▶ _EXERCÍCIO PROPOSTO 1_
No texto sobre as juventudes partidárias e o Orçamento, que propostas ou temas polémicos mereceram a ação da Juventude Socialista? Enumere-os todos.
▶ _EXERCÍCIO PROPOSTO 2_
Explique em uma a três frases, com base no texto sobre as juventudes partidárias e o Orçamento, por que razão João Torres diz que a JS vai um passo à frente.
▶ _EXERCÍCIO PROPOSTO 3_
Continue o texto sobre as juventudes partidárias e o Orçamento, a partir da última frase apresentada.

▶ _EXCERTO DA FONTE_
O que querem os jotas dos partidos para o Orçamento?
Se alguns não quebram o discurso dos mais experientes, outros arriscam. A Juventude Socialista (JS), por exemplo, é contra os salários da CGD. O ECO ouviu as juventudes dos partidos do Parlamento.
Terminou esta sexta-feira o prazo para a entrega de propostas do Orçamento do Estado para 2017. Com os partidos a afinar as investidas, o ECO foi perceber o que pensam as estruturas mais jovens. E, se alguns não quebram o discurso dos mais experientes, outros arriscam. A Juventude Socialista (JS), por exemplo, é contra os salários da CGD.
O apoio ao Partido Socialista não invalida que existam diferenças em relação à Juventude Socialista. Quem o diz é o atual líder, referindo a polémica que assombra a atual administração da Caixa Geral de Depósitos: “Haverá certamente uma base justificativa razoável para que o vencimento de António Domingues seja aquilo que foi anunciado. Mas a JS discorda desse valor”, argumenta João Torres ao ECO.
A proposta da Juventude Socialista não foi essa e por isso “não a abandonam”, garante. A proposta em questão foi apresentada pela JS no último Congresso do partido e fixa um limite proporcional entre o salário mais elevado e mais baixo dentro de uma entidade ou organização.
Mas não foi a única proposta polémica: a problemática do trabalho sexual e a regulação do consumo e produção de cannabis mereceram também a ação dos socialistas mais jovens.”Costumo dizer que a JS vai um passo à frente. Somos uma força progressista e de esquerda”, afirma João Torres, defendendo que essa é a sua obrigação histórica.
Costumo dizer que a JS vai um passo à frente. Somos uma força progressista e de esquerda.
A Juventude Socialista “tem a sua própria autonomia quer quando se discute o Orçamento do Estado ou toma posições públicas”, explica o atual líder ao ECO. João Torres esclarece que isso não significa que são “uma força da oposição”.
Com a progressiva dependência financeira e económica que a política sofre, o Orçamento do Estado para 2017 é o instrumento que fixa as orientações para o próximo ano, onde se inclui a recapitalização da CGD. Apesar dessa ser uma preocupação, as juventudes partidárias vão a reboque das preocupações dos mais jovens, nomeadamente as duas mais urgentes: o desemprego jovem e o acesso ao Ensino Superior.

▶ _DADOS FORNECIDOS_
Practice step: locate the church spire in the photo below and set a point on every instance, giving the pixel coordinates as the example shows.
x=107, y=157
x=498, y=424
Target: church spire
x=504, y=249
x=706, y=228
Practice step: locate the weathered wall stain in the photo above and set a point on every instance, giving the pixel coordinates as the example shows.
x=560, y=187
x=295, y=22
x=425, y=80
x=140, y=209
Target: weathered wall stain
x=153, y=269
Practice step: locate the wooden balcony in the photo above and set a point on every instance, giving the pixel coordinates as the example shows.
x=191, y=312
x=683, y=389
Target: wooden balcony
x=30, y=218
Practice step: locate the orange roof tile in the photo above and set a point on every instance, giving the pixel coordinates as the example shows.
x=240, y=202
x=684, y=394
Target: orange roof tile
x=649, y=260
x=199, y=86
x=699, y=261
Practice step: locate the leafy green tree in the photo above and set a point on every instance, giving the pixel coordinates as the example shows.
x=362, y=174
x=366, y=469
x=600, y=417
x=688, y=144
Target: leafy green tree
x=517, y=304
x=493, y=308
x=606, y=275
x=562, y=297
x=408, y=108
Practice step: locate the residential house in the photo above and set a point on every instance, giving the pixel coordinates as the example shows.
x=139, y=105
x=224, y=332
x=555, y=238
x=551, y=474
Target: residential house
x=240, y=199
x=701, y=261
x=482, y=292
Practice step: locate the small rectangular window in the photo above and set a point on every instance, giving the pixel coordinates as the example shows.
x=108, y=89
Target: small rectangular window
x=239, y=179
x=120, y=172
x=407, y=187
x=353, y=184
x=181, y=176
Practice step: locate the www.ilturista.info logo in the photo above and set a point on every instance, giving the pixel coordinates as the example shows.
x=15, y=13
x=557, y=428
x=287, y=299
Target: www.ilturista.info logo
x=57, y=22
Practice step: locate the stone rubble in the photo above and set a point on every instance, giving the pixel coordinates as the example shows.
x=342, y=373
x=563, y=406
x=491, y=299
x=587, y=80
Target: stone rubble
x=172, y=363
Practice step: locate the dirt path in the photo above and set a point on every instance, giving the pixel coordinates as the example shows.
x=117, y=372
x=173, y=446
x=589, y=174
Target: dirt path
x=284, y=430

...

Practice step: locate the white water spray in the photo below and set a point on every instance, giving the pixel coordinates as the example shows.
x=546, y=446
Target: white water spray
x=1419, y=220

▶ _RESPOSTA 1_
- O limite proporcional entre o salário mais elevado e o mais baixo dentro de uma entidade ou organização
- A problemática do trabalho sexual
- A regulação do consumo e produção de cannabis

▶ _RESPOSTA 2_
Segundo João Torres, a JS vai um passo à frente porque é uma força progressista e de esquerda. Ele defende que essa é a obrigação histórica da JS.

▶ _RESPOSTA 3_
Desemprego jovem vira à esquerda: estágios profissionais não são solução
Os números não deixam margem para dúvidas. Entre os jovens (15 a 24 anos), a taxa de desemprego caiu de 27,2% em julho para 26,7% em agosto. Para setembro, projeta-se novo recuo para 26,5%. No total da população a taxa de desemprego ronda os 11%. É, por isso, um tema incontornável. Para o próximo ano, o OE2017 prevê um desinvestimento nos estágios do IEFP, uma política apoiada pela esquerda mas que pode parecer contraditória.
João Torres admite que “haverá de facto uma diminuição dos recursos do Estado e do país para combater o desemprego jovem”. Mas há uma razão invocada pelo também deputado socialista para isso acontecer: “O anterior Governo gastou dois terços dos fundos comunitários que tinha à sua disposição entre 2014 e 2020 unicamente nos anos de 2014 e 2015. Isso manifesta uma atitude de enorme irresponsabilidade por parte do anterior Governo para o futuro de Portugal”, ataca.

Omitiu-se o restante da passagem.